Rewrite the listing below with every "queried object" swapped for "requested item" and everything else left unchanged. Leave the pictures out of your answer.

Image box annotation listing
++++++++++

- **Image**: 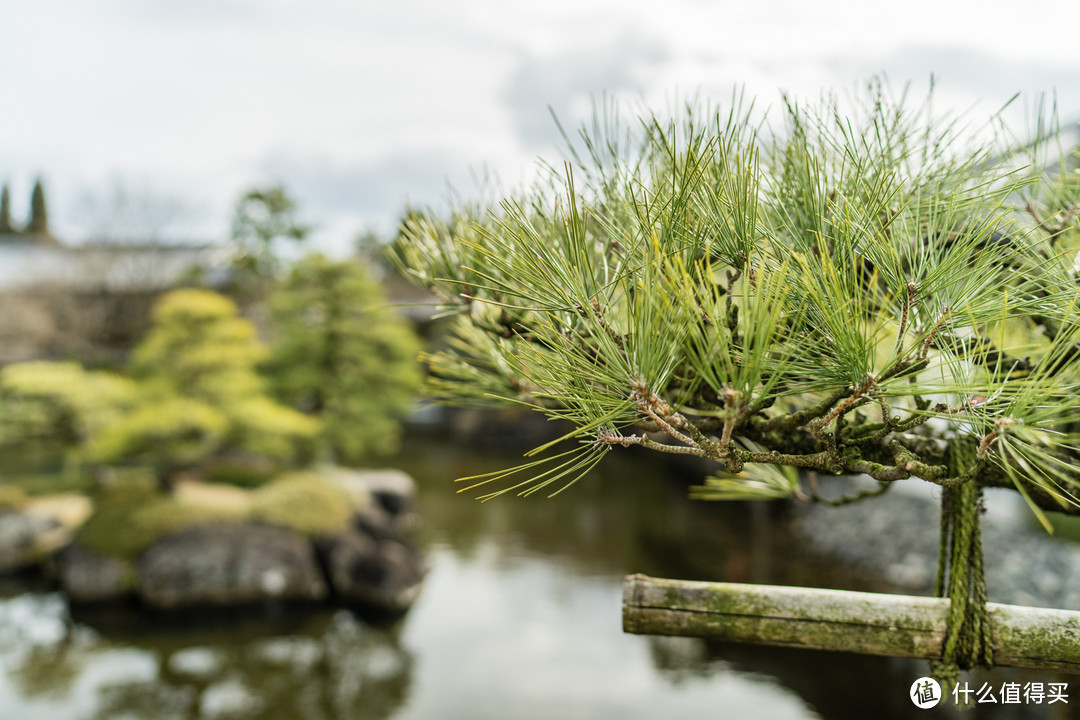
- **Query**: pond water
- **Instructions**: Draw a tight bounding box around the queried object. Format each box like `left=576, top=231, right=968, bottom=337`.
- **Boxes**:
left=0, top=437, right=1080, bottom=720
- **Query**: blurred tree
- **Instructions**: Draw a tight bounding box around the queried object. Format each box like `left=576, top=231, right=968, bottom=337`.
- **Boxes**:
left=0, top=185, right=15, bottom=233
left=270, top=255, right=420, bottom=463
left=0, top=362, right=136, bottom=479
left=94, top=290, right=319, bottom=486
left=232, top=185, right=311, bottom=300
left=26, top=179, right=49, bottom=235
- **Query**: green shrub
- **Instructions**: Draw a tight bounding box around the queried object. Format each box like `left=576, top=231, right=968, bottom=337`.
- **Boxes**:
left=0, top=484, right=27, bottom=510
left=0, top=362, right=136, bottom=446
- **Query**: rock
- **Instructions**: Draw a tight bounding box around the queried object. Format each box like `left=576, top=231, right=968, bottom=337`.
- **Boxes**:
left=0, top=510, right=71, bottom=572
left=319, top=525, right=426, bottom=613
left=327, top=468, right=416, bottom=534
left=138, top=525, right=327, bottom=609
left=57, top=544, right=135, bottom=603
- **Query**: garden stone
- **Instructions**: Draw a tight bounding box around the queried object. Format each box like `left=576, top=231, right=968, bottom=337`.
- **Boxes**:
left=138, top=525, right=327, bottom=609
left=57, top=544, right=135, bottom=604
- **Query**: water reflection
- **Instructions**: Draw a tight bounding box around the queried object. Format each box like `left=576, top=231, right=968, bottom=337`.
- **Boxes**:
left=0, top=431, right=1080, bottom=720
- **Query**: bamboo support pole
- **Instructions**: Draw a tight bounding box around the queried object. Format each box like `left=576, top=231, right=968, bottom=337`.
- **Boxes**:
left=622, top=574, right=1080, bottom=673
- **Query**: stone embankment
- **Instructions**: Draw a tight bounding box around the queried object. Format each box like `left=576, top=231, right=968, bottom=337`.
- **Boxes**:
left=0, top=468, right=426, bottom=613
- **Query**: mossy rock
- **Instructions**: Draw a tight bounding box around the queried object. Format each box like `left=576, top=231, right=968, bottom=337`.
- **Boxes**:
left=77, top=483, right=243, bottom=559
left=251, top=473, right=352, bottom=536
left=0, top=484, right=28, bottom=510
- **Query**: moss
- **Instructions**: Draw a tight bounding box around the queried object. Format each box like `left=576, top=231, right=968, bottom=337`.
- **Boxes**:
left=252, top=473, right=352, bottom=535
left=78, top=481, right=244, bottom=559
left=0, top=484, right=27, bottom=510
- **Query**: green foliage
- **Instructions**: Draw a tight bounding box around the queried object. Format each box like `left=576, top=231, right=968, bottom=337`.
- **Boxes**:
left=397, top=83, right=1080, bottom=524
left=251, top=473, right=352, bottom=535
left=76, top=481, right=243, bottom=559
left=0, top=362, right=136, bottom=446
left=0, top=483, right=28, bottom=511
left=92, top=396, right=229, bottom=466
left=232, top=186, right=311, bottom=299
left=93, top=290, right=319, bottom=475
left=0, top=185, right=15, bottom=234
left=26, top=180, right=49, bottom=234
left=131, top=289, right=266, bottom=404
left=269, top=255, right=420, bottom=463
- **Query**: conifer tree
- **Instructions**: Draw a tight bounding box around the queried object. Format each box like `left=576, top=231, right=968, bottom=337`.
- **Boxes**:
left=0, top=185, right=15, bottom=234
left=26, top=179, right=49, bottom=235
left=269, top=255, right=420, bottom=464
left=399, top=83, right=1080, bottom=682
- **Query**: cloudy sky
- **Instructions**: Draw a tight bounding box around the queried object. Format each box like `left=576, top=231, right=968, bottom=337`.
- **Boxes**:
left=0, top=0, right=1080, bottom=249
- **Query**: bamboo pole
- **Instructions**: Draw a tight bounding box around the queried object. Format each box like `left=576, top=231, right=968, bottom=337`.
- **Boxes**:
left=622, top=574, right=1080, bottom=673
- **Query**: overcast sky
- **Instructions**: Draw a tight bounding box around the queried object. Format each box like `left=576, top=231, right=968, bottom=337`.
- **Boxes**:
left=0, top=0, right=1080, bottom=249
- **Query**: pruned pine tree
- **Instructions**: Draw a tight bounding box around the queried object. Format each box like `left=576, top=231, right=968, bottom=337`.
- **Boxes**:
left=397, top=84, right=1080, bottom=677
left=268, top=254, right=420, bottom=464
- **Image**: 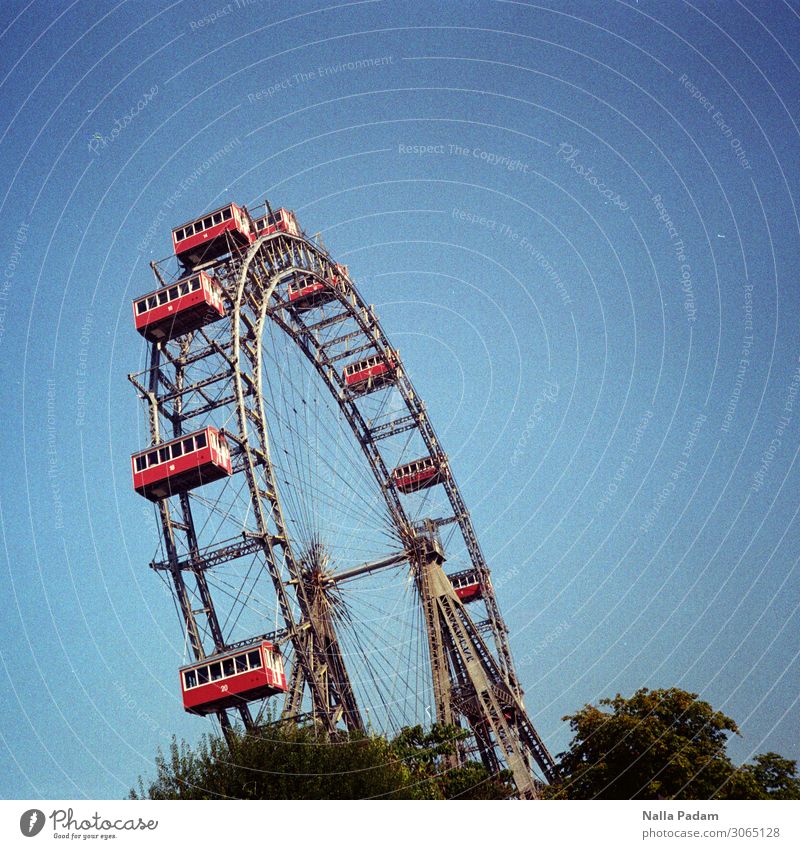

++++++++++

Exercise solution:
- **Image**: 
- **Query**: pond water
- **Instructions**: Draw a tight bounding box around the requested item. Format each box like `left=576, top=231, right=968, bottom=337`.
- **Boxes**:
left=0, top=437, right=1080, bottom=720
- **Query**: blurred tree
- **Instructions**: Draw a tight bounding box around the requested item. Format each box like `left=576, top=231, right=968, bottom=337`.
- **Boxes**:
left=0, top=185, right=15, bottom=233
left=270, top=255, right=420, bottom=463
left=0, top=362, right=136, bottom=479
left=94, top=290, right=319, bottom=486
left=232, top=185, right=311, bottom=300
left=26, top=179, right=49, bottom=235
- **Query**: green shrub
- **Instructions**: Draw a tight bounding box around the requested item. Format each box like `left=576, top=231, right=968, bottom=337`.
- **Boxes**:
left=0, top=484, right=27, bottom=510
left=0, top=362, right=136, bottom=446
- **Query**: rock
- **Instructions**: Draw a tight bounding box around the requested item. Format each box like `left=576, top=231, right=968, bottom=337`.
- **Boxes**:
left=0, top=510, right=71, bottom=572
left=319, top=525, right=426, bottom=613
left=327, top=468, right=416, bottom=534
left=138, top=525, right=327, bottom=609
left=57, top=544, right=135, bottom=603
- **Query**: garden stone
- **Instructions**: Draw a tight bounding box around the requested item. Format each box like `left=576, top=231, right=968, bottom=337`.
- **Boxes**:
left=138, top=525, right=327, bottom=609
left=57, top=544, right=135, bottom=604
- **Query**: water reflection
- **Instructions**: Draw a tight bounding box around the requested item. Format each box like `left=576, top=231, right=968, bottom=337`.
- **Boxes**:
left=0, top=431, right=1080, bottom=720
- **Query**: bamboo support pole
- **Instructions**: Draw a tight bounding box around the requested item. Format each box like `left=576, top=231, right=968, bottom=337`.
- **Boxes**:
left=622, top=574, right=1080, bottom=673
- **Query**: stone embankment
- **Instructions**: Draw a tight bounding box around the requested item. Format each box like `left=576, top=231, right=968, bottom=337`.
- **Boxes**:
left=0, top=468, right=426, bottom=613
- **Query**: mossy rock
- **Instructions**: Draw a tight bounding box around the requested item. Format each box like `left=576, top=231, right=968, bottom=337`.
- **Boxes**:
left=77, top=483, right=243, bottom=559
left=251, top=473, right=352, bottom=536
left=0, top=484, right=28, bottom=510
- **Query**: moss
- **Instructions**: Draw a tight bounding box around the requested item. Format each box like `left=576, top=231, right=968, bottom=337`.
- **Boxes**:
left=252, top=473, right=352, bottom=535
left=78, top=481, right=244, bottom=559
left=0, top=484, right=27, bottom=510
- **Query**: green foliage
- **Instructions**: Draw a tight bounding box around the requested item. Format each box like `left=576, top=231, right=968, bottom=337`.
- **Boxes**:
left=397, top=83, right=1080, bottom=524
left=251, top=473, right=352, bottom=535
left=76, top=481, right=243, bottom=559
left=0, top=362, right=136, bottom=446
left=0, top=483, right=28, bottom=511
left=92, top=396, right=229, bottom=466
left=232, top=186, right=311, bottom=299
left=93, top=290, right=319, bottom=475
left=0, top=185, right=15, bottom=234
left=26, top=180, right=49, bottom=234
left=131, top=289, right=266, bottom=404
left=269, top=255, right=420, bottom=463
- **Query**: conifer tree
- **Instructions**: Draw a tight bounding box around the requested item. Format each box like `left=576, top=231, right=968, bottom=337`.
- **Boxes**:
left=0, top=185, right=15, bottom=234
left=26, top=179, right=49, bottom=235
left=269, top=255, right=420, bottom=464
left=399, top=83, right=1080, bottom=682
- **Query**: cloudy sky
- **Instructions**: Draw a tight bounding box around the requested item. Format each box like `left=576, top=231, right=968, bottom=337`.
- **Boxes**:
left=0, top=0, right=1080, bottom=249
- **Query**: bamboo pole
- **Instructions**: Draw a tight bounding box around the requested item. Format each box like `left=576, top=231, right=968, bottom=337`.
- **Boxes**:
left=622, top=574, right=1080, bottom=673
- **Query**: overcast sky
- **Instructions**: Draw a tight bounding box around the requested item. Format each box like `left=576, top=231, right=968, bottom=337`.
- **Boxes**:
left=0, top=0, right=1080, bottom=249
- **Query**: pruned pine tree
- **Instructions**: Draw a tight bounding box around the requested item. Format each box like `left=576, top=231, right=968, bottom=337`.
- **Boxes**:
left=397, top=84, right=1080, bottom=677
left=268, top=254, right=420, bottom=464
- **Image**: 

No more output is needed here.